**YOUR INSTRUCTIONS**
Write out each entry again. Keep every word exactly as it is.

[Referring expression grounding data]
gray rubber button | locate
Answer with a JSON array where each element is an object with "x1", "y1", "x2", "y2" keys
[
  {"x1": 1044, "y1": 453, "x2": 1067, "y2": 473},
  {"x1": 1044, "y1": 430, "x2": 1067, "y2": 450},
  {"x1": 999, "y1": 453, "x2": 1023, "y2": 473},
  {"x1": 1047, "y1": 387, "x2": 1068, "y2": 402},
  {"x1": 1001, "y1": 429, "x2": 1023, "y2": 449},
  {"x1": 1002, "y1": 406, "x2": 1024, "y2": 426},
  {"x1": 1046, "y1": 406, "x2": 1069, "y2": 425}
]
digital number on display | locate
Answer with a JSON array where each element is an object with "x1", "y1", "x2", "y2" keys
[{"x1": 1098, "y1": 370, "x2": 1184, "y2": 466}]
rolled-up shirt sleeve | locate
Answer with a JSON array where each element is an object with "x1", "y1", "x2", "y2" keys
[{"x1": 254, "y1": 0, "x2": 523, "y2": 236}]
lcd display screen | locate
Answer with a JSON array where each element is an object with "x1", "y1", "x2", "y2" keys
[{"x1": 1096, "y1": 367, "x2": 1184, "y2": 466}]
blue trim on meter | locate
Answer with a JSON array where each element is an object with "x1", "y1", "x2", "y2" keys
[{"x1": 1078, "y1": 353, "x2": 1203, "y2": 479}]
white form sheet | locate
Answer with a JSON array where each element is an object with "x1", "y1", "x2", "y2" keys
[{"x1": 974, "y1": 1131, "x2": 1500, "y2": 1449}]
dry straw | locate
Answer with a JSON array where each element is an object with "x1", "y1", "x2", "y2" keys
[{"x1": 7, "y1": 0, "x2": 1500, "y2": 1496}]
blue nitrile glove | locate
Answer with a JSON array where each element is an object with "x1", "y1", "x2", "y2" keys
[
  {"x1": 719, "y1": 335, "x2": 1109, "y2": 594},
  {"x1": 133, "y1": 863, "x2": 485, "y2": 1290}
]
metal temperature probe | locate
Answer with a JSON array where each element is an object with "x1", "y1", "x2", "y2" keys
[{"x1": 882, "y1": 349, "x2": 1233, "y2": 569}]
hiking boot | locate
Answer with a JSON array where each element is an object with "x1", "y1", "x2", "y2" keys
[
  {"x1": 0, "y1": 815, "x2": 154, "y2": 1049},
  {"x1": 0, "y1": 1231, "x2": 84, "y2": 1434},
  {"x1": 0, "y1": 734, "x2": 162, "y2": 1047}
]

**RESULT FOR THIS EXERCISE**
gray rubber button | locate
Answer with a JSON array where each element is an object with "x1", "y1", "x2", "y2" keys
[
  {"x1": 1044, "y1": 453, "x2": 1067, "y2": 473},
  {"x1": 1044, "y1": 430, "x2": 1067, "y2": 450},
  {"x1": 999, "y1": 453, "x2": 1023, "y2": 473},
  {"x1": 1047, "y1": 387, "x2": 1068, "y2": 402},
  {"x1": 1001, "y1": 429, "x2": 1023, "y2": 449},
  {"x1": 1002, "y1": 406, "x2": 1024, "y2": 426},
  {"x1": 1046, "y1": 406, "x2": 1069, "y2": 425}
]
digital number on display | locate
Answer with a JSON array where each element is an object with "x1", "y1", "x2", "y2" keys
[{"x1": 1098, "y1": 370, "x2": 1184, "y2": 466}]
rolled-up shirt sleeve | locate
Answer with a JSON array where each element is an object with "x1", "y1", "x2", "y2" keys
[{"x1": 254, "y1": 0, "x2": 523, "y2": 236}]
lcd display screen | locate
Answer with a JSON array where each element is an object with "x1", "y1", "x2", "y2" keys
[{"x1": 1096, "y1": 367, "x2": 1184, "y2": 466}]
blue trim on meter | locate
Answer with a JSON array where each element is an object with "x1", "y1", "x2", "y2" keys
[{"x1": 1078, "y1": 353, "x2": 1203, "y2": 479}]
white form sheet | locate
Answer with a JSON array where each element is an object with "x1", "y1", "x2", "y2" keys
[{"x1": 974, "y1": 1131, "x2": 1500, "y2": 1449}]
dry straw | locate
Answer with a JSON array where each element is an object with "x1", "y1", "x2", "y2" keys
[{"x1": 7, "y1": 0, "x2": 1500, "y2": 1496}]
blue nitrile glove | locate
Answer with a JSON array where each element is an object with "x1", "y1", "x2", "y2" keys
[
  {"x1": 719, "y1": 335, "x2": 1109, "y2": 594},
  {"x1": 133, "y1": 863, "x2": 485, "y2": 1290}
]
metal temperature probe | locate
Answer with a JSON array where each element is an object with "x1", "y1", "x2", "y2" keys
[{"x1": 882, "y1": 349, "x2": 1233, "y2": 569}]
hiking boot | locate
Answer with a JSON array where each element is an object with "x1", "y1", "x2", "y2" keys
[
  {"x1": 0, "y1": 815, "x2": 154, "y2": 1049},
  {"x1": 0, "y1": 1231, "x2": 84, "y2": 1434},
  {"x1": 0, "y1": 734, "x2": 162, "y2": 1047}
]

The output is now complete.